==== Supplied passage ====

How to build .NET obfuscator - Part II

This is continuation of series about writing obfuscators. You can read first article here

We finished with string replacement and primitive obfuscation runtime. Now it’s time to spice things up a bit. Before that we write relatively simple obfuscation techniques, which is quite trivial to undo. In this article I would explain how to transform control flow in such way that make your life a bit harder.

Let’s start make control flow harder to follow.

Simple condition modifications

Most basic way to confuse control flow, is to inject false logical calculation into exiting conditional branches. For example if we have code like this

if (x > 4)
{
    Console.WriteLine("This is under condition");
}

can be transformed to

if (true && x > 4)
{
    Console.WriteLine("This is under condition");
}

if (false || x > 4)

==== Recorded data ====

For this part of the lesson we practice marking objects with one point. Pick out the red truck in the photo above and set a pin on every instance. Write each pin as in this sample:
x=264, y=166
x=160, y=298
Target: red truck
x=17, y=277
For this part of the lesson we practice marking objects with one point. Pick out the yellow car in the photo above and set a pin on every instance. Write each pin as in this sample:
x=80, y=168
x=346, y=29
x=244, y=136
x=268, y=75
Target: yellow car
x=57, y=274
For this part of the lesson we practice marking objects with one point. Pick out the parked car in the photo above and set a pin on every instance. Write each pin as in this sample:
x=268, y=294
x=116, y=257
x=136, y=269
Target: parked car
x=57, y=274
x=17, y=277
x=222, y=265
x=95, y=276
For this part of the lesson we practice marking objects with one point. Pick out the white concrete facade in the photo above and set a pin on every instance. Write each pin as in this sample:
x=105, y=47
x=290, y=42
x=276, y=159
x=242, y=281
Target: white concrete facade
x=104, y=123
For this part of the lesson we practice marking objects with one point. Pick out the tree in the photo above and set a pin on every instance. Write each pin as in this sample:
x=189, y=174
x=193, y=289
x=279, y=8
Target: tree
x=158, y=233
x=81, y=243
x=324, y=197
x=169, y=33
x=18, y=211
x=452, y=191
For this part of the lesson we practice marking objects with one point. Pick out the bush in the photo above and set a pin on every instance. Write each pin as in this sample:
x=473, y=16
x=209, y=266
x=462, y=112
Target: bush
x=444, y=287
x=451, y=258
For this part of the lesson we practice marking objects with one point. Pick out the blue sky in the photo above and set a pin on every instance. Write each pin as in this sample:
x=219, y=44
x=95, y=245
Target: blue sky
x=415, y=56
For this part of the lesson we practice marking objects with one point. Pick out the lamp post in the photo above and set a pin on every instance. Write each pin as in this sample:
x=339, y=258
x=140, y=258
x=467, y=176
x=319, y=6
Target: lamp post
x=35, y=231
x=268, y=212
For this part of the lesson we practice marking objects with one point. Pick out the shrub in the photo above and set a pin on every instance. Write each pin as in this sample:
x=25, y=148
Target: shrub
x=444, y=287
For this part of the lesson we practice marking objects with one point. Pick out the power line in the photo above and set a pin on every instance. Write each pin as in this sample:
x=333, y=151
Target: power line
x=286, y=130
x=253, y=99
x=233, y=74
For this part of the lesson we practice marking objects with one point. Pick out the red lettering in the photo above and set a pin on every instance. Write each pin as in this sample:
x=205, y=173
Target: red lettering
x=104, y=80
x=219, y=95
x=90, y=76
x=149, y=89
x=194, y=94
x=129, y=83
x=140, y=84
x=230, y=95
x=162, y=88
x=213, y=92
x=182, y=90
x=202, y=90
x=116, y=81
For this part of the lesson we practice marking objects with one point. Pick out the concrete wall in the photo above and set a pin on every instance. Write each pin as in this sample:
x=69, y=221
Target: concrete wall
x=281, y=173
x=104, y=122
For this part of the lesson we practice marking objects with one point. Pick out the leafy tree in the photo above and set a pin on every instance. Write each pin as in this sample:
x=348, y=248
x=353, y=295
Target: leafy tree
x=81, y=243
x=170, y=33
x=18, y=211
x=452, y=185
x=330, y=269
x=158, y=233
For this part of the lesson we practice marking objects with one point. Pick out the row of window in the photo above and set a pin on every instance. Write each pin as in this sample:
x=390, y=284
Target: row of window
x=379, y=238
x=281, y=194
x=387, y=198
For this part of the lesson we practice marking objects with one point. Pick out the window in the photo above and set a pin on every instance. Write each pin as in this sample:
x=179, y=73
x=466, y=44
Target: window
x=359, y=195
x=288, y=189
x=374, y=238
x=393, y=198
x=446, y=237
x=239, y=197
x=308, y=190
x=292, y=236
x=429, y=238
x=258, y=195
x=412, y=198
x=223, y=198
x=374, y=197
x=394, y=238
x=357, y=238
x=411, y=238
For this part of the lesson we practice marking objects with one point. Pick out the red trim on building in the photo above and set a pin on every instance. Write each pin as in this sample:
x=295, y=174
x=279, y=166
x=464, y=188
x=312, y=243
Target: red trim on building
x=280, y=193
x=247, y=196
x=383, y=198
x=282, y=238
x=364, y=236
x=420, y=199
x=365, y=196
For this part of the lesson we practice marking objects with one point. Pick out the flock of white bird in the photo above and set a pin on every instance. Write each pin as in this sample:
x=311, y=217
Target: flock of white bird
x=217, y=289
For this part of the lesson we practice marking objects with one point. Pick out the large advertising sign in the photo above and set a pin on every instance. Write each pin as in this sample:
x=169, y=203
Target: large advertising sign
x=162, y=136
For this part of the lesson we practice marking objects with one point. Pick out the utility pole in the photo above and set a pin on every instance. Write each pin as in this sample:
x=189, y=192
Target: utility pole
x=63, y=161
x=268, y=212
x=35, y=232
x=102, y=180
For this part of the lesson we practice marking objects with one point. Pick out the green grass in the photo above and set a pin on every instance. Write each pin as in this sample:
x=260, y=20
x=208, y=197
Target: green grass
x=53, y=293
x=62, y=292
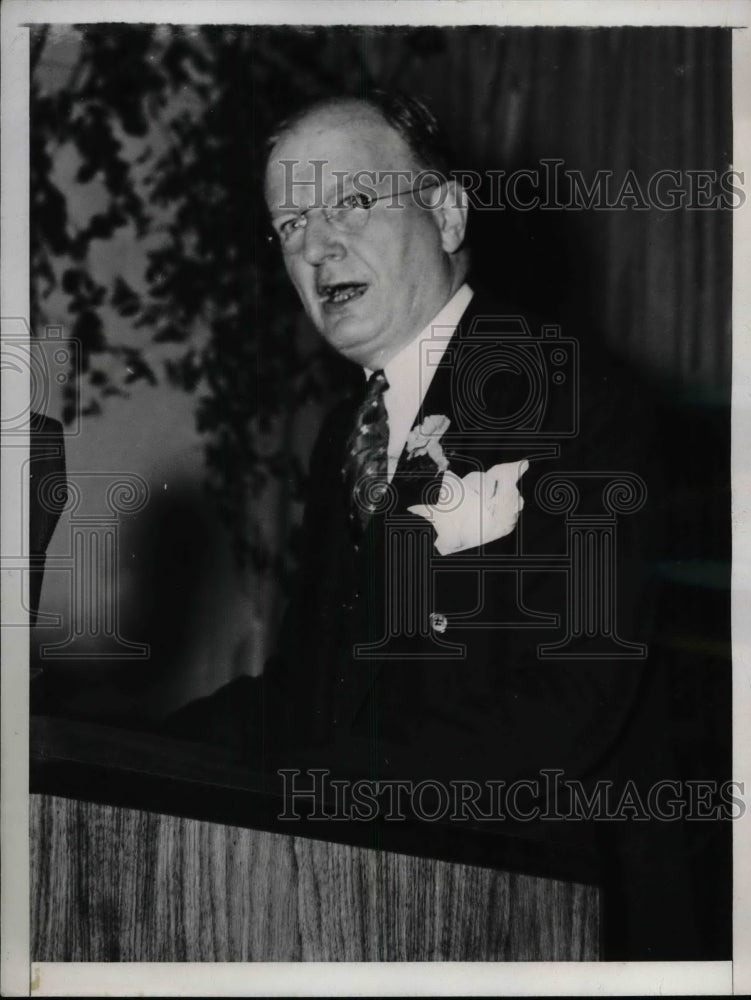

====

● **Task goal**:
In the obfuscator article, list every condition written inside the parentheses of an if statement.

● **Solved exercise**:
x > 4
true && x > 4
false || x > 4